(Excerpts from location labeling data)

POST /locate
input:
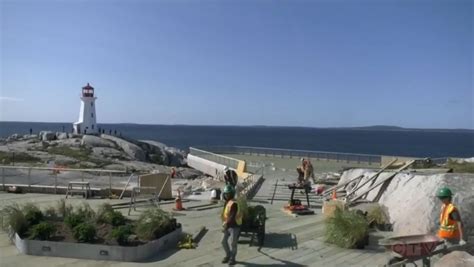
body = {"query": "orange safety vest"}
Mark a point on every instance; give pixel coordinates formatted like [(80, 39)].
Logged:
[(448, 228), (226, 213)]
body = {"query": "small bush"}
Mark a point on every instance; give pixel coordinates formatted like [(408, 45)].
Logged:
[(108, 215), (346, 229), (73, 220), (63, 209), (80, 215), (33, 214), (15, 219), (42, 231), (50, 213), (376, 215), (84, 232), (85, 211), (122, 233), (154, 223)]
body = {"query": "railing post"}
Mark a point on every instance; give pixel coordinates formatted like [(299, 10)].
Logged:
[(55, 182), (3, 179), (29, 180), (110, 184)]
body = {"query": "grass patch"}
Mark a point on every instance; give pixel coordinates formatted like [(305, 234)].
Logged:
[(346, 229), (12, 157), (460, 167)]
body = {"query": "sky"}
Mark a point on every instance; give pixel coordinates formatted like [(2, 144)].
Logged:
[(287, 63)]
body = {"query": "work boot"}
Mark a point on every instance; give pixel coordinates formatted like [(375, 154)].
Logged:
[(225, 260)]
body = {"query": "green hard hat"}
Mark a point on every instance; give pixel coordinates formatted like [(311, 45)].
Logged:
[(229, 189), (444, 192)]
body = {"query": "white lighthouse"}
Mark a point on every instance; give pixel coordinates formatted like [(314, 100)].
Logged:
[(87, 116)]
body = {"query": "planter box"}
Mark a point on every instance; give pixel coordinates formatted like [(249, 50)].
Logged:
[(97, 252)]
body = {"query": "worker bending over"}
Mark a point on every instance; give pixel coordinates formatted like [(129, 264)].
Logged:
[(450, 224), (231, 222)]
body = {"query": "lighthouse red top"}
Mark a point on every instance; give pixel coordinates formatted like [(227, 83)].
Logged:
[(88, 91)]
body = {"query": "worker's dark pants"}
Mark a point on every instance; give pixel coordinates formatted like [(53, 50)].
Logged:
[(233, 234)]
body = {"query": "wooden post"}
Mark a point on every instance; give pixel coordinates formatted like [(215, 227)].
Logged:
[(29, 180), (3, 179), (110, 184), (55, 182)]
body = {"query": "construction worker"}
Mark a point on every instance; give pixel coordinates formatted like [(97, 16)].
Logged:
[(450, 228), (231, 222), (308, 170), (301, 171)]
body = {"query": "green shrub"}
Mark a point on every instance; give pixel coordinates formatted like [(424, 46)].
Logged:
[(108, 215), (15, 219), (154, 223), (42, 231), (122, 233), (346, 229), (84, 232), (85, 211), (51, 213), (80, 215), (63, 209), (73, 220), (377, 215), (33, 214)]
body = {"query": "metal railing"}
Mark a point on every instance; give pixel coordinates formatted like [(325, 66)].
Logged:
[(294, 153), (227, 161), (54, 177)]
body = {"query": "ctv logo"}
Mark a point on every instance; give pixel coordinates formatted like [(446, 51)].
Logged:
[(414, 250)]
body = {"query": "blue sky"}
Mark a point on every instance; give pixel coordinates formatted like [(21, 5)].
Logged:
[(289, 63)]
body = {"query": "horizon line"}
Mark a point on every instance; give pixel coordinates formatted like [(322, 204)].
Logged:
[(366, 127)]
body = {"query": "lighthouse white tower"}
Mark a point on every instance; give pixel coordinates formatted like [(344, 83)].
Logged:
[(87, 116)]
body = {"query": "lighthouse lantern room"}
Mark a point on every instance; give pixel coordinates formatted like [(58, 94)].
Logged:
[(87, 116)]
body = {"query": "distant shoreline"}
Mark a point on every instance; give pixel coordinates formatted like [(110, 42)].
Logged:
[(362, 128)]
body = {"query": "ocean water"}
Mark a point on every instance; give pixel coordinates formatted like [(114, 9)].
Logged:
[(425, 143)]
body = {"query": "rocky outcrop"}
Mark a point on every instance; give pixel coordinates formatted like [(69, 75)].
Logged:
[(169, 156), (94, 141), (107, 152), (132, 150), (411, 202), (47, 136), (62, 136), (102, 150)]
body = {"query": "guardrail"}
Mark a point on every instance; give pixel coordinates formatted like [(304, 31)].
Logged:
[(56, 176), (293, 153), (227, 161)]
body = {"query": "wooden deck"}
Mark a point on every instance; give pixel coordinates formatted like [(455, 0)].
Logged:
[(290, 241)]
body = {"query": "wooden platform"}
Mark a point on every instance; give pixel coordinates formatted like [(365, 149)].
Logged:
[(289, 241)]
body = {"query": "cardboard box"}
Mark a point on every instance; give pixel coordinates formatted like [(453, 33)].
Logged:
[(330, 206)]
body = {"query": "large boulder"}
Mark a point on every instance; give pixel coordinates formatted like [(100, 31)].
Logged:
[(162, 154), (107, 152), (411, 202), (132, 150), (176, 157), (94, 141), (13, 137), (47, 136), (61, 136)]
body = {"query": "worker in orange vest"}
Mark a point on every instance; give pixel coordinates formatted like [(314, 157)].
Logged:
[(231, 222), (450, 228)]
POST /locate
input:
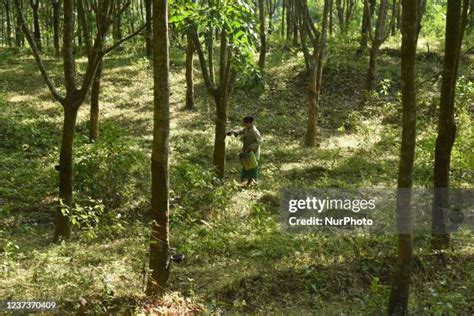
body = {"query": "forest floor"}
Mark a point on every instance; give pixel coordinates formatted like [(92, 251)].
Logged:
[(237, 257)]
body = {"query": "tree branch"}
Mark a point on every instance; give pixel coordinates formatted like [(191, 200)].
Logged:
[(126, 38), (37, 56)]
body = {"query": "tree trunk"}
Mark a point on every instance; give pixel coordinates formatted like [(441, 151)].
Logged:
[(365, 27), (331, 5), (18, 33), (370, 78), (148, 30), (9, 25), (283, 6), (393, 21), (56, 13), (219, 135), (189, 74), (37, 33), (159, 246), (117, 29), (316, 74), (263, 37), (295, 28), (63, 227), (398, 302), (455, 24), (379, 37), (94, 115), (313, 109), (289, 18)]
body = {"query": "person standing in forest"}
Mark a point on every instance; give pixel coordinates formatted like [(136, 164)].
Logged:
[(251, 140)]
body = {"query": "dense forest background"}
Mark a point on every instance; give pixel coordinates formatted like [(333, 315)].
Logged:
[(90, 91)]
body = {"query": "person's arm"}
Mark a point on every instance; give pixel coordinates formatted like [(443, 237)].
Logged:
[(257, 142), (235, 133)]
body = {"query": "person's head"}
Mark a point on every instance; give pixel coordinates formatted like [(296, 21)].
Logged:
[(248, 121)]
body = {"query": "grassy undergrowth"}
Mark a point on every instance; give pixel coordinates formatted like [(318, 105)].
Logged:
[(237, 257)]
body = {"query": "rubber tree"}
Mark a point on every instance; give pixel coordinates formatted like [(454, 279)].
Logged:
[(36, 27), (314, 59), (159, 245), (369, 8), (377, 38), (262, 32), (56, 22), (72, 99), (117, 11), (456, 21), (19, 38), (398, 301), (345, 11), (149, 31), (233, 22), (6, 5), (189, 71)]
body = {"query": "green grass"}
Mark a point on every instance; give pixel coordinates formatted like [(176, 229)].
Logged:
[(237, 257)]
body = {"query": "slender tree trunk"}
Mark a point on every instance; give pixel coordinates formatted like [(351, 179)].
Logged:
[(289, 19), (94, 114), (159, 246), (117, 29), (398, 302), (63, 227), (283, 7), (148, 30), (316, 74), (18, 33), (9, 25), (271, 9), (331, 5), (37, 32), (380, 35), (295, 28), (263, 37), (456, 20), (393, 19), (189, 74), (56, 13), (370, 78), (219, 139)]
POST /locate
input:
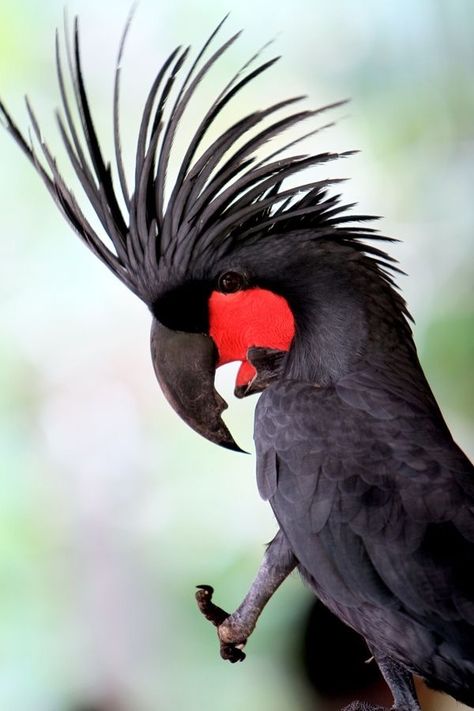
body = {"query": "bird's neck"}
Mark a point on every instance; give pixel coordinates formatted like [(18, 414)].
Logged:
[(344, 323)]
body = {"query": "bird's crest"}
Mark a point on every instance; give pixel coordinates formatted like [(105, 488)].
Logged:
[(222, 194)]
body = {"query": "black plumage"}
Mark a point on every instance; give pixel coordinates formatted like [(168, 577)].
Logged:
[(374, 499)]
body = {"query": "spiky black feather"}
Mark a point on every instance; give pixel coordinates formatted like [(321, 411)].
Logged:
[(222, 196)]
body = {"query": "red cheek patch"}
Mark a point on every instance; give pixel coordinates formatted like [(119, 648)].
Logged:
[(253, 317)]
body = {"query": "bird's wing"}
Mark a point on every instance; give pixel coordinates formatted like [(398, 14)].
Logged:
[(374, 496)]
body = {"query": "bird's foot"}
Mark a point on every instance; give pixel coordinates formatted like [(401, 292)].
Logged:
[(231, 630)]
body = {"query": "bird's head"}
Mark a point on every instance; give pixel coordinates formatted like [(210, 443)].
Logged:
[(216, 261)]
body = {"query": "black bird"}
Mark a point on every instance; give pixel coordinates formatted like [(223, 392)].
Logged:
[(374, 500)]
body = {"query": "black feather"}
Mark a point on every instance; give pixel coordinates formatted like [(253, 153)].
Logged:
[(222, 195)]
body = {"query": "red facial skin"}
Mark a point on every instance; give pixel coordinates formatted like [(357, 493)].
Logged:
[(252, 317)]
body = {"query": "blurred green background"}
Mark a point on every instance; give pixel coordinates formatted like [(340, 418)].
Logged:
[(111, 510)]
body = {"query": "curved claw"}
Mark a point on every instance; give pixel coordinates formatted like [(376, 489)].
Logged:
[(230, 651)]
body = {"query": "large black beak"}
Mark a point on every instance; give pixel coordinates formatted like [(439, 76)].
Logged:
[(185, 366)]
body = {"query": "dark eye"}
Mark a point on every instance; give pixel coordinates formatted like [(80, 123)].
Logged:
[(229, 282)]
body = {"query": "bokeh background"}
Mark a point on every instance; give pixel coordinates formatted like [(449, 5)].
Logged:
[(111, 511)]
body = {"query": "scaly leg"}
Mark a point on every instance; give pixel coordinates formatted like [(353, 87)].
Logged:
[(400, 682), (234, 630)]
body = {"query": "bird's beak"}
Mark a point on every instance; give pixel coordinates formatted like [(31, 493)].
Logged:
[(185, 366)]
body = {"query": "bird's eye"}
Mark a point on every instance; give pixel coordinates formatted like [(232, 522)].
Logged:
[(230, 282)]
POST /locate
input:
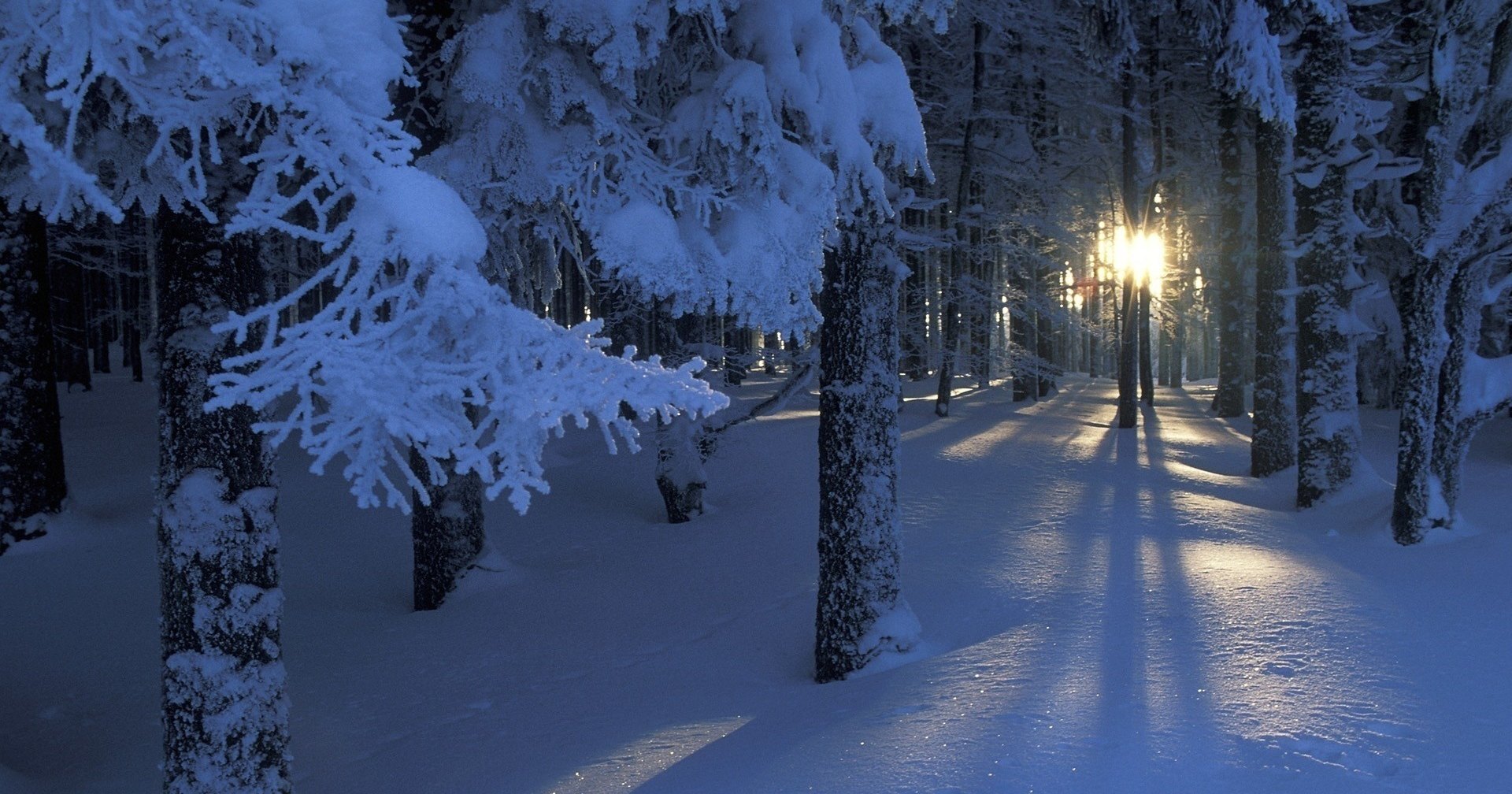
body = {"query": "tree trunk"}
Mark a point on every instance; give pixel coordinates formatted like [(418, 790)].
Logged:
[(861, 613), (1231, 273), (1328, 412), (448, 532), (958, 253), (1147, 363), (31, 442), (1275, 439), (226, 718), (1128, 335)]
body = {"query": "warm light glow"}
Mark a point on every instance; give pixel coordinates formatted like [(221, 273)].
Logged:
[(1143, 254)]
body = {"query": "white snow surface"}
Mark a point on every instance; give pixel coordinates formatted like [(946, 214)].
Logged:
[(1121, 611)]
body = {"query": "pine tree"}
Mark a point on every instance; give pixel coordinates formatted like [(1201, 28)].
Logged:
[(1328, 433), (31, 440), (1275, 439), (226, 723), (1229, 399), (1466, 210), (861, 610)]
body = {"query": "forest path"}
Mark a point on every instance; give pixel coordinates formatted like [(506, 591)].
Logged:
[(1180, 629)]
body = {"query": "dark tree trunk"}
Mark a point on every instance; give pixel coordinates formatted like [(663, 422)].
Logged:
[(1147, 363), (448, 532), (226, 718), (70, 324), (1128, 335), (1095, 320), (1275, 440), (31, 442), (1043, 347), (1231, 273), (914, 321), (959, 254), (1024, 384), (680, 475), (1328, 410), (861, 613)]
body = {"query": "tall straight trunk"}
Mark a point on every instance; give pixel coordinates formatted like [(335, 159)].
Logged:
[(1157, 136), (1444, 292), (70, 324), (1163, 368), (226, 718), (1275, 439), (914, 325), (1231, 273), (1095, 320), (1455, 427), (861, 611), (31, 442), (1043, 343), (448, 532), (680, 477), (1147, 363), (1128, 335), (1328, 412), (959, 253), (1024, 384)]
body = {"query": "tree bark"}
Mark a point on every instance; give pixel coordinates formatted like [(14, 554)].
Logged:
[(1328, 414), (31, 440), (1128, 335), (959, 254), (1231, 280), (1273, 445), (861, 611), (226, 718), (448, 532)]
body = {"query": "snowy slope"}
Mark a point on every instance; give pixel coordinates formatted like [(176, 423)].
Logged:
[(1104, 611)]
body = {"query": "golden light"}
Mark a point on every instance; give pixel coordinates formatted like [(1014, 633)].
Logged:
[(1143, 254)]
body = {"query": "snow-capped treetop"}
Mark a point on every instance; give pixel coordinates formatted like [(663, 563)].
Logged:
[(277, 115), (703, 158), (1251, 64)]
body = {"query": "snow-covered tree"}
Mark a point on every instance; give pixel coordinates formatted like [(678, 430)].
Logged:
[(274, 115), (31, 443), (1328, 117), (1464, 235)]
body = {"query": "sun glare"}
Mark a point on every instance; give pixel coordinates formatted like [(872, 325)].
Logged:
[(1143, 254)]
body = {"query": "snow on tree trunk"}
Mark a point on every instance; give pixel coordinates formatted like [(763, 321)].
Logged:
[(1147, 363), (1456, 421), (1414, 504), (1231, 282), (680, 477), (1464, 213), (1328, 415), (1275, 439), (861, 611), (31, 445), (959, 254), (448, 532), (1128, 335), (226, 718), (680, 468)]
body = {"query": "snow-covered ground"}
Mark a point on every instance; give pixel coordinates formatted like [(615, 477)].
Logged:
[(1104, 610)]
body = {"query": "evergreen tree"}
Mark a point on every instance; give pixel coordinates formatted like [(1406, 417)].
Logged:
[(1328, 433), (32, 480)]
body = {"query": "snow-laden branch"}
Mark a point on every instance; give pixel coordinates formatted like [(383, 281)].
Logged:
[(284, 103), (1252, 65), (437, 359)]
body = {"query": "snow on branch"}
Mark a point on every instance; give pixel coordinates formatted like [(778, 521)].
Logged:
[(417, 348), (1252, 65), (437, 359)]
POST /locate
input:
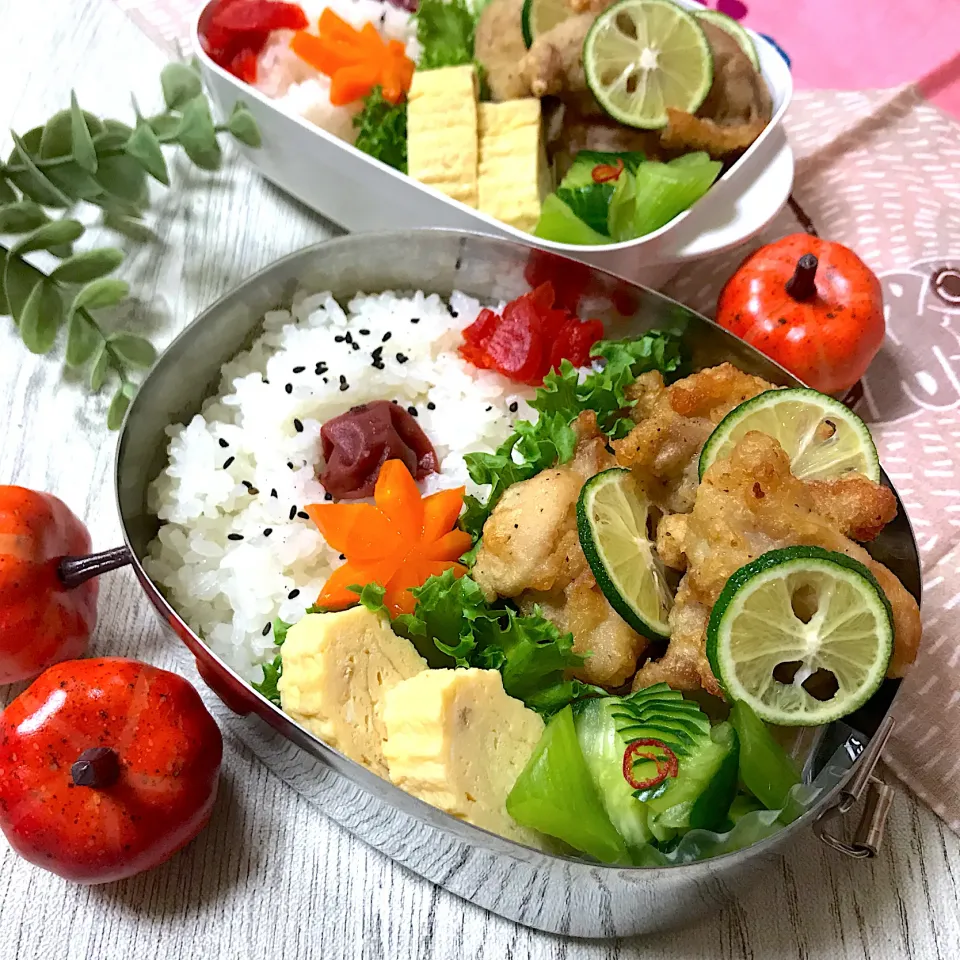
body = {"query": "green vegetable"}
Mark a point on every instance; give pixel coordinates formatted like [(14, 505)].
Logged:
[(551, 439), (766, 769), (77, 157), (383, 130), (445, 31), (273, 671), (558, 222), (453, 625), (555, 795), (665, 190), (701, 794)]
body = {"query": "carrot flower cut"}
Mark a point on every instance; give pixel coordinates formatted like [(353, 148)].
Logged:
[(398, 541)]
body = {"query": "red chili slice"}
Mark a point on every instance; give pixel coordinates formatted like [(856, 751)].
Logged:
[(604, 172), (646, 748), (516, 348)]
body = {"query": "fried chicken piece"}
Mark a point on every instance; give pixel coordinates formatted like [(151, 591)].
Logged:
[(673, 423), (749, 504), (735, 111), (499, 48), (531, 552)]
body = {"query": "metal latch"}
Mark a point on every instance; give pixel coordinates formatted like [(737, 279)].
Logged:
[(879, 798)]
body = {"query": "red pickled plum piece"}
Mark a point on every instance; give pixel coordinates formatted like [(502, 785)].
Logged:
[(357, 444)]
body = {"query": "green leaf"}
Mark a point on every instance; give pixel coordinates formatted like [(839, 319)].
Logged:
[(180, 85), (132, 349), (243, 127), (49, 235), (382, 130), (164, 125), (123, 177), (105, 292), (100, 368), (87, 266), (74, 181), (82, 340), (84, 152), (19, 278), (271, 674), (31, 180), (41, 317), (56, 140), (445, 31), (22, 216), (197, 135), (117, 409), (144, 147)]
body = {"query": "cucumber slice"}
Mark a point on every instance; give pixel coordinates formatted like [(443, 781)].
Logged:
[(558, 222), (788, 622), (603, 747), (822, 438), (642, 56), (612, 521), (729, 25), (539, 16)]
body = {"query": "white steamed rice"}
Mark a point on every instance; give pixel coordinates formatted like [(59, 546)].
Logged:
[(300, 89), (225, 575)]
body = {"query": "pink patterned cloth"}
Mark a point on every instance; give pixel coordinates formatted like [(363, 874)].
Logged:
[(878, 168)]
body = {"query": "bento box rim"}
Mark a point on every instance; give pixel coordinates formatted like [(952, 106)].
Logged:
[(784, 88), (364, 778)]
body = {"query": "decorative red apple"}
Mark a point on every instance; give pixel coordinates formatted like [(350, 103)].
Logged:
[(107, 768), (41, 619)]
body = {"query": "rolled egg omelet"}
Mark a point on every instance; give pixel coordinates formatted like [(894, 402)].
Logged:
[(337, 669), (456, 740)]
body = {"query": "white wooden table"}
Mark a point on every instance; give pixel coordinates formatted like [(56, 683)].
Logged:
[(271, 877)]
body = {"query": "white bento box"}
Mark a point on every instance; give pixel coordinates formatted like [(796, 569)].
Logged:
[(360, 193)]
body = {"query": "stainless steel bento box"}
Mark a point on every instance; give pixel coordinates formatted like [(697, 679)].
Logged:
[(361, 193), (553, 893)]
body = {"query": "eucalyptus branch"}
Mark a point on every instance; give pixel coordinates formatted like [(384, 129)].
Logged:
[(77, 157)]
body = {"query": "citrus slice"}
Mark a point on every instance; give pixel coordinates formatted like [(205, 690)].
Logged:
[(822, 438), (802, 635), (729, 25), (613, 519), (642, 56), (539, 16)]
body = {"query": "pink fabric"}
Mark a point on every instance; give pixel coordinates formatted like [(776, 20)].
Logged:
[(864, 44)]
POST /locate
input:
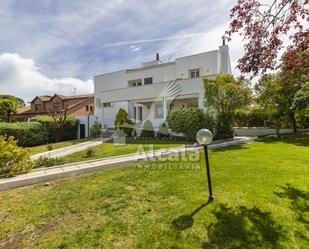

**WHAT IS NEEDED**
Identify every line of the records that contains the word "trunk", and copy each of those lines.

**FULL SOLUTION**
body = {"query": "tree trunk"}
body = {"query": "slender tree trunk"}
body = {"query": "tree trunk"}
body = {"query": "dark tree trunk"}
body = {"query": "tall straight trunk"}
body = {"query": "snow on tree trunk"}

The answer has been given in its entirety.